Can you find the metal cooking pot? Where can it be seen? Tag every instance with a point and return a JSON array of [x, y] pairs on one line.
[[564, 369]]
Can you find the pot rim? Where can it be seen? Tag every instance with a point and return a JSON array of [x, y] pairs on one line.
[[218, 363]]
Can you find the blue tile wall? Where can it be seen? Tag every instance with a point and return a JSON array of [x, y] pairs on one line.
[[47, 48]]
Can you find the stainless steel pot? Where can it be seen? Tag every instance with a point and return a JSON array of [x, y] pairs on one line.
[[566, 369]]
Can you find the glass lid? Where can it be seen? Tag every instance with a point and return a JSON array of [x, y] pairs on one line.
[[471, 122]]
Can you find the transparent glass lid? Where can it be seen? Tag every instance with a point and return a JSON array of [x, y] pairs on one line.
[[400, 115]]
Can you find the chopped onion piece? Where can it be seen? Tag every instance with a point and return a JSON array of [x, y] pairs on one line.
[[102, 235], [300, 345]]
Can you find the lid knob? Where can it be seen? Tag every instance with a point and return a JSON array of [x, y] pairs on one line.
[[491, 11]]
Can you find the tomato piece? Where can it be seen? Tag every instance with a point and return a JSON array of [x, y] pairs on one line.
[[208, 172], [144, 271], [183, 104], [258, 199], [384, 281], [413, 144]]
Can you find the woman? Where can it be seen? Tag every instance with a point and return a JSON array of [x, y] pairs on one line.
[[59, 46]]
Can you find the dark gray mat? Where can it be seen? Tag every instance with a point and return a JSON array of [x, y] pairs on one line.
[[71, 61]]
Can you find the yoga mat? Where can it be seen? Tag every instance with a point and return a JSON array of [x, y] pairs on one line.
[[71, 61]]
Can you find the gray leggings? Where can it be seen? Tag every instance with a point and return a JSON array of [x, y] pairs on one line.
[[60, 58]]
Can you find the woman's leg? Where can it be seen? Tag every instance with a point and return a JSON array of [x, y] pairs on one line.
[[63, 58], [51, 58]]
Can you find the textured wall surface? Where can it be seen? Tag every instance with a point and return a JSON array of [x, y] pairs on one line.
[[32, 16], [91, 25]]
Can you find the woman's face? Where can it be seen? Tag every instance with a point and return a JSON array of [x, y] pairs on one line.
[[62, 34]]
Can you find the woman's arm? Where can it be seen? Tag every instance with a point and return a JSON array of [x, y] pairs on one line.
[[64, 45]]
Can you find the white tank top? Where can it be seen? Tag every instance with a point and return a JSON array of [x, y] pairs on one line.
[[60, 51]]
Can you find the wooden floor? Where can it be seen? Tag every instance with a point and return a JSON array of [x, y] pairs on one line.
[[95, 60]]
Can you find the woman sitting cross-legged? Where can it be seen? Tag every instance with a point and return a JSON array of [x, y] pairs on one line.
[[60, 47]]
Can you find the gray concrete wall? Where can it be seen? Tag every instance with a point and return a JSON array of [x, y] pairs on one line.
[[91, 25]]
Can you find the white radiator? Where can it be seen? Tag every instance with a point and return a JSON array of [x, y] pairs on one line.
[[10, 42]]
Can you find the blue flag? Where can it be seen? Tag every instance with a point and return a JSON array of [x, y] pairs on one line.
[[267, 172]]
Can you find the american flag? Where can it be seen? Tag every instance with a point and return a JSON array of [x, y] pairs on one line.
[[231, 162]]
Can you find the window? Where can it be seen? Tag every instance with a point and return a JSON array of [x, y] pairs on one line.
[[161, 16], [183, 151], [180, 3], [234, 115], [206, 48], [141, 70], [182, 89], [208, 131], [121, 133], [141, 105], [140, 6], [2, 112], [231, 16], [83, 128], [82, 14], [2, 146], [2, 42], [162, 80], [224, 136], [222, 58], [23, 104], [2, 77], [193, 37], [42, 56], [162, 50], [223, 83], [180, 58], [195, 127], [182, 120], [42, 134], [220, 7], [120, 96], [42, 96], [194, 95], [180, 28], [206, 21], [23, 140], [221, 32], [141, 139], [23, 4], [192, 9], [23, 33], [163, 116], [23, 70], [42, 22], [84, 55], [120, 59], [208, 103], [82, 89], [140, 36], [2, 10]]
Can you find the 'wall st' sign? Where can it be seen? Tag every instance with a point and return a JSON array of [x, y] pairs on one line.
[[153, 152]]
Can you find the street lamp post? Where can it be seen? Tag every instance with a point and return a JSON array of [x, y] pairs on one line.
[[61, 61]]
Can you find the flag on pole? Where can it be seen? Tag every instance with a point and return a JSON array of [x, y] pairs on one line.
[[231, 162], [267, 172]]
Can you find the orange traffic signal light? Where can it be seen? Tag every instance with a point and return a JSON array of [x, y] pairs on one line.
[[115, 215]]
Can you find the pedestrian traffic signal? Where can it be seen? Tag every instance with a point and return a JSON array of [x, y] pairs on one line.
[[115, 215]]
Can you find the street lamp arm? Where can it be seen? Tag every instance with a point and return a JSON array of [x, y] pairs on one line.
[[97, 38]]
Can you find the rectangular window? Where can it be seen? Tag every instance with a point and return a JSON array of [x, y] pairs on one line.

-------------------------

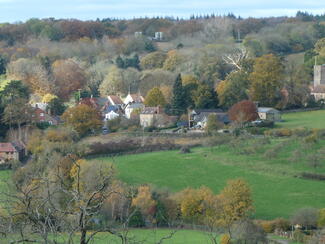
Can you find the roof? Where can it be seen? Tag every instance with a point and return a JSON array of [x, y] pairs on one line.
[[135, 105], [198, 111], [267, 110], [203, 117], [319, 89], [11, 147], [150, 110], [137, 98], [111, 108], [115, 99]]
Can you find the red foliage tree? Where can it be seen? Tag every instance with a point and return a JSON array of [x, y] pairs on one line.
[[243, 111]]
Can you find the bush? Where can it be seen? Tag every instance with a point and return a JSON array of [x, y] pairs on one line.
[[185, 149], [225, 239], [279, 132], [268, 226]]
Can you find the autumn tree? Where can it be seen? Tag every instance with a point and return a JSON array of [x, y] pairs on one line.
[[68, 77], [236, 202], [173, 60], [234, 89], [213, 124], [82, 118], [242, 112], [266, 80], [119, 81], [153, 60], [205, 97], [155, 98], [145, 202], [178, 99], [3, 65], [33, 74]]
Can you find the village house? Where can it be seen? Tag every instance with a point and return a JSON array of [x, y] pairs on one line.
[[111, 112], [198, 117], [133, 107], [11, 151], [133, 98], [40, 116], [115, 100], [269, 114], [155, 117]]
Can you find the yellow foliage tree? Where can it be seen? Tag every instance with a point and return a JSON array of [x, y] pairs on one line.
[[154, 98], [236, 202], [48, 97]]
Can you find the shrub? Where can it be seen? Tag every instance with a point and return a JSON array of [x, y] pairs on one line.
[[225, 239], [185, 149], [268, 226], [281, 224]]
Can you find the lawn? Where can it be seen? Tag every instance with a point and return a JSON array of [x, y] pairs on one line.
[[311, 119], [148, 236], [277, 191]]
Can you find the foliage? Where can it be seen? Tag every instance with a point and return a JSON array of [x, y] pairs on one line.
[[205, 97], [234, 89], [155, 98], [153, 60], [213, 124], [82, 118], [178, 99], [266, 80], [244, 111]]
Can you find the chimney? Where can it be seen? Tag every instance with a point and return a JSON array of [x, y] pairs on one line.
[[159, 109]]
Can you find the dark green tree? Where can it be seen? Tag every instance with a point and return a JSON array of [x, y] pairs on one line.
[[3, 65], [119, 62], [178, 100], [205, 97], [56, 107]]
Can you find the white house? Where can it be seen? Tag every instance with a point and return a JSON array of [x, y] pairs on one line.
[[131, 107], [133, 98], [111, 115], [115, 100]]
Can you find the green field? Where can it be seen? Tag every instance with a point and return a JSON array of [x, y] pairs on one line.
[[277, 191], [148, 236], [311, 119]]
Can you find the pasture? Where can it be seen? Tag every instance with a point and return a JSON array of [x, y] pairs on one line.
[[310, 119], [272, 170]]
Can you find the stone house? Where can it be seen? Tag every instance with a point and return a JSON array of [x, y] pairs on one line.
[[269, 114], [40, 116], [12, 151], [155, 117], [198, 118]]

-------------------------

Please write out again only the lines starting with the line containing "Can you find the shrub?" and going on through the line containing "[[269, 114], [40, 116], [12, 151], [155, 117], [198, 118]]", requests included, and shift every coordinate in the answers up by 48. Leave the numbers in the requests and in their [x, y] format sample as they are.

→ FINAL RESULT:
Can you find the shrub? Where can it be seen? Tag every instance with a point and return a JSON array of [x, y] pairs on one line.
[[273, 287], [233, 197], [316, 274], [329, 272]]
Can you find the lawn? Where can it be seen? Tag every instance with a point and return a JSON array of [x, y] pairs on one line.
[[359, 167], [196, 284], [325, 239]]
Can you find the foliage? Where can it be seen? Tag every instance with a point and return a JSON array of [x, y] pairs on one line.
[[253, 145], [282, 137], [203, 146], [201, 108], [261, 172], [130, 166], [226, 147], [314, 128], [292, 159]]
Can you find the chimney? Where can it be seen? Tag every instance with a point and return a JSON array of [x, y] pairs on one line.
[[207, 157]]
Can you find the dark green tree? Where can it be seen? Tag every instance with a point and return a JSON array of [x, y] pairs on one line.
[[51, 113], [167, 110], [226, 148], [253, 145], [104, 155]]
Can you find the white house? Where can it be seen? Tag every instance with a point and return a JSON array of [x, y] pairs on one line.
[[179, 155], [181, 146], [159, 163], [163, 148]]
Can you find the green field? Where can it be seen? Tag every instance with a point and return a JSON array of [x, y] pairs on one line.
[[325, 239], [196, 284], [359, 167]]
Can you find the pasture? Where can it be seen? Tag every instance with a point and return a JSON array of [x, y] pairs on one line.
[[358, 167], [320, 218]]
Can you find the stone house? Where can it be seen? Tag every instance with a point and return a JSON array of [x, y] pairs on one line.
[[317, 162], [88, 164], [60, 199], [203, 165], [246, 166]]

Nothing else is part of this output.